▶ COSA FARE
Ricopia parola per parola le righe delle voci, partendo da quella che contiene "[spot] the soccer" e fermandoti dopo l'ultima riga delle voci, con entrambi gli estremi inclusi.
=== VOCI ELENCATE ===
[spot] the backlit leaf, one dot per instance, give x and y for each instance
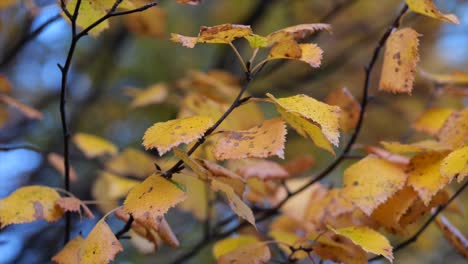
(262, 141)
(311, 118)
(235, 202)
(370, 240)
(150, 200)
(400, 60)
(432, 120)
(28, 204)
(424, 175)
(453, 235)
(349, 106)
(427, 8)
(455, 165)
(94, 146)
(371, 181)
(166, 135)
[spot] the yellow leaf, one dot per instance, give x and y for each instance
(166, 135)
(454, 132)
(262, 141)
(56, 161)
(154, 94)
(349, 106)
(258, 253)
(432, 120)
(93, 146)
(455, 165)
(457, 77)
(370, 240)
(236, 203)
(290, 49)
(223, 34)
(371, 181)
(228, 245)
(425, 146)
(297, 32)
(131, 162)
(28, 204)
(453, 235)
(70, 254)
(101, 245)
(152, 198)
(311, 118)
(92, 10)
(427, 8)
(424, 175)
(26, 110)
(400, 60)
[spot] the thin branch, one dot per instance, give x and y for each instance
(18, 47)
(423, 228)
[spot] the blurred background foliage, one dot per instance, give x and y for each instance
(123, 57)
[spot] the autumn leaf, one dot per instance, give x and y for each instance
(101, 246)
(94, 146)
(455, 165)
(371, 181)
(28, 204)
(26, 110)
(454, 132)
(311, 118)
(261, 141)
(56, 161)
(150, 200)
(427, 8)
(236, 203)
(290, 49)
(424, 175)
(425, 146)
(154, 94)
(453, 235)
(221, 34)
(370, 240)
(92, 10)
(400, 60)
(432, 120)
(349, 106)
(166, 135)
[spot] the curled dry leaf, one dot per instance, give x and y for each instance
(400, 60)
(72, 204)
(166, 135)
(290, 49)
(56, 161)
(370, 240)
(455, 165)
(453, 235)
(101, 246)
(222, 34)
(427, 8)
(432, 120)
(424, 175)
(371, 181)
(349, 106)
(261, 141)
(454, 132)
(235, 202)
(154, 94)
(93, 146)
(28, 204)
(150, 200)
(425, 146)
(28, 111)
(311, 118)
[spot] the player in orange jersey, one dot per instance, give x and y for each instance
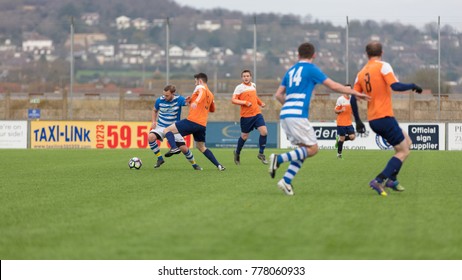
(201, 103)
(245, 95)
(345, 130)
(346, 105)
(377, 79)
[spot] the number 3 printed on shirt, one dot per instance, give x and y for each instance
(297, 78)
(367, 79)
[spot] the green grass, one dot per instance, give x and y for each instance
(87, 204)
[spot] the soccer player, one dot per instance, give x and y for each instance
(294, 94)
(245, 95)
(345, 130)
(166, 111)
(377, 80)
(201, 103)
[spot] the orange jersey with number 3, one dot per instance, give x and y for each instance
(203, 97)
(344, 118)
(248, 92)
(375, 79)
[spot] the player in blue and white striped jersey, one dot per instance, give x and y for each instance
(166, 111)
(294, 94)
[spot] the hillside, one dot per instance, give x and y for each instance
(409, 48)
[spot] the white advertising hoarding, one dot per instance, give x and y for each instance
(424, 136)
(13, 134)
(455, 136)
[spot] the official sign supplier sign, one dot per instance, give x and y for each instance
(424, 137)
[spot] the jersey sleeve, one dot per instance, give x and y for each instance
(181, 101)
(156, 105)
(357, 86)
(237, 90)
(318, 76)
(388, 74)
===
▶ SVOLGIMENTO
[spot] the soccer player, one dot per instance, give x and y for each instance
(294, 94)
(245, 95)
(345, 130)
(166, 111)
(377, 80)
(201, 103)
[spot] the orange jersey with number 3, one dot per instance, give x and y for each instance
(203, 97)
(344, 118)
(248, 92)
(375, 79)
[spot] the player in blue and white striped jersey, one dot per instance, give x and y for each instance
(166, 111)
(294, 94)
[spot] the hillside, one dot per instance, give x and y for each instance
(409, 48)
[spot] the white advertising hoarding, one dot per instance, give x and y for each instance
(424, 136)
(13, 134)
(455, 136)
[spot] the official sign supplier sign, one dot per instance, give x and y for each instance
(424, 137)
[spot] the jersey sleeve, one dot per instance, give x and y for each instance
(181, 101)
(156, 105)
(357, 86)
(237, 90)
(318, 76)
(388, 74)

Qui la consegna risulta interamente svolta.